▸ **Objectives**:
(1) Copy the section of the bug report thread that begins at the words "content = await" and stops after "asyncio.run(main())".
(2) Count the lines of the records that contain the string "bowl", and reply with the number alone.

▸ **Passage to read**:
=====

Is this reproducible?

Yes

Inputs Causing the Bug


Steps to Reproduce


Code snippets


OS

macOS Sequoia 15.4.1

Python version

3.12.9

Browser

No response

Browser version

No response

Error logs & Screenshots (if applicable)

No response

fcoury avatar Apr 28 '25 23:04 fcoury

More things I tried. Created this file:

import asyncio
from playwright.async_api import async_playwright


async def main():
    async with async_playwright() as p:
        print("Launching browser...")
        try:
            # Try launching Chromium specifically
            browser = await p.chromium.launch(
                headless=True
            )  # Match headless mode used by crawl4ai
            print("Browser launched successfully.")
            context = await browser.new_context()
            print("Context created.")
            page = await context.new_page()
            print("Page created.")
            print("Navigating to example.com...")
            await page.goto("https://example.com")
            print("Navigation successful.")
            content = await page.content()
            print("Got content successfully.")
            # print(content[:100]) # Optional: print snippet
            await browser.close()
            print("Browser closed.")
        except Exception as e:
            print(f"An error occurred: {e}")
            # Attempt to close browser if it exists and failed mid-way
            if "browser" in locals() and browser.is_connected():
                await browser.close()


if __name__ == "__main__":
    asyncio.run(main())

And:

fcoury@m3pro ~/c/crawltest on  master [!] via 🐍 v3.12.9 (crawltest)
> $ uv run test_playwright.py
Launching browser...
Browser launched successfully.
Context created.
Page created.
Navigating to example.com...
Navigation successful.
Got content successfully.
Browser closed.

fcoury avatar Apr 28 '25 23:04 fcoury

I have the same issue let me know when you solve it. it mostly works but sometime like that

itsklimov avatar Apr 29 '25 16:04 itsklimov

I have the same issue

ftballguy45 avatar May 05 '25 20:05 ftballguy45

@fcoury Can you share a code sample here. More importantly, are you using multiple instances of AsyncWebCrawler in one go?

=====

▸ **Supplied records**:
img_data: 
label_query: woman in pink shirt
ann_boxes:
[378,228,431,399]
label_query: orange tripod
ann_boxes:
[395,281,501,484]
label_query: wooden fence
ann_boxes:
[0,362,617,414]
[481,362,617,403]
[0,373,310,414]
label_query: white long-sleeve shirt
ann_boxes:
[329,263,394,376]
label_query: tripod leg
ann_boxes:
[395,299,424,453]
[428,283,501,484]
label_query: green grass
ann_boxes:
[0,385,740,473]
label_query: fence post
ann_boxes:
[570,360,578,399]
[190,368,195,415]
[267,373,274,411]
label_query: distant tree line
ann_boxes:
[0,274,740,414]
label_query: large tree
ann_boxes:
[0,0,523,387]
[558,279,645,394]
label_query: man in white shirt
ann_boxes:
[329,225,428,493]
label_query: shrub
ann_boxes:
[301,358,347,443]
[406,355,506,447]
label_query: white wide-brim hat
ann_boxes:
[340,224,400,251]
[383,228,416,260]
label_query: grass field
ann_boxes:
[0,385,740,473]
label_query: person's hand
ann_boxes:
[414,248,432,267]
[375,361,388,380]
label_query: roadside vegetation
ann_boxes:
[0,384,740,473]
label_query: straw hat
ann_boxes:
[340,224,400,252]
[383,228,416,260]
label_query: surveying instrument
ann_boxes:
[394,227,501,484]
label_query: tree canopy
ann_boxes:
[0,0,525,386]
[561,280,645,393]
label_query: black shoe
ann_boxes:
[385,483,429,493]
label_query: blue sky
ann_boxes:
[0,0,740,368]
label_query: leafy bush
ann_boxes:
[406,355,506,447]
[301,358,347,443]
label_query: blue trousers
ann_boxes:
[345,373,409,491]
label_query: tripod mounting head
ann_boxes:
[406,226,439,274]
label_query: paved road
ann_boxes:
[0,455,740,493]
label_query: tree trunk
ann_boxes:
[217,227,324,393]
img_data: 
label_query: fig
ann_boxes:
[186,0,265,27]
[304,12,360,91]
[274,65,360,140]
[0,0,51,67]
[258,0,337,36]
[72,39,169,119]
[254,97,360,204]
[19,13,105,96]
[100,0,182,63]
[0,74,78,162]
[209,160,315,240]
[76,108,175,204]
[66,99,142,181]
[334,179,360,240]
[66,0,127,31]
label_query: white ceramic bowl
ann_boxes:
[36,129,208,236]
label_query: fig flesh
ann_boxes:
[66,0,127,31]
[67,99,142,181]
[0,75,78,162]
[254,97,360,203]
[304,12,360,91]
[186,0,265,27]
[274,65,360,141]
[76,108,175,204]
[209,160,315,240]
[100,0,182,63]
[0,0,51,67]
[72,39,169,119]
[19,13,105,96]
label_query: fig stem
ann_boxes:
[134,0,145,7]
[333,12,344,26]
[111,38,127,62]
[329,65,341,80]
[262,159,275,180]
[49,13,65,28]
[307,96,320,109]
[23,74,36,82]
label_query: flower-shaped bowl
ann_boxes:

=====

▸ **Responses**:
(1)
content = await page.content()
            print("Got content successfully.")
            # print(content[:100]) # Optional: print snippet
            await browser.close()
            print("Browser closed.")
        except Exception as e:
            print(f"An error occurred: {e}")
            # Attempt to close browser if it exists and failed mid-way
            if "browser" in locals() and browser.is_connected():
                await browser.close()


if __name__ == "__main__":
    asyncio.run(main())

(2) 2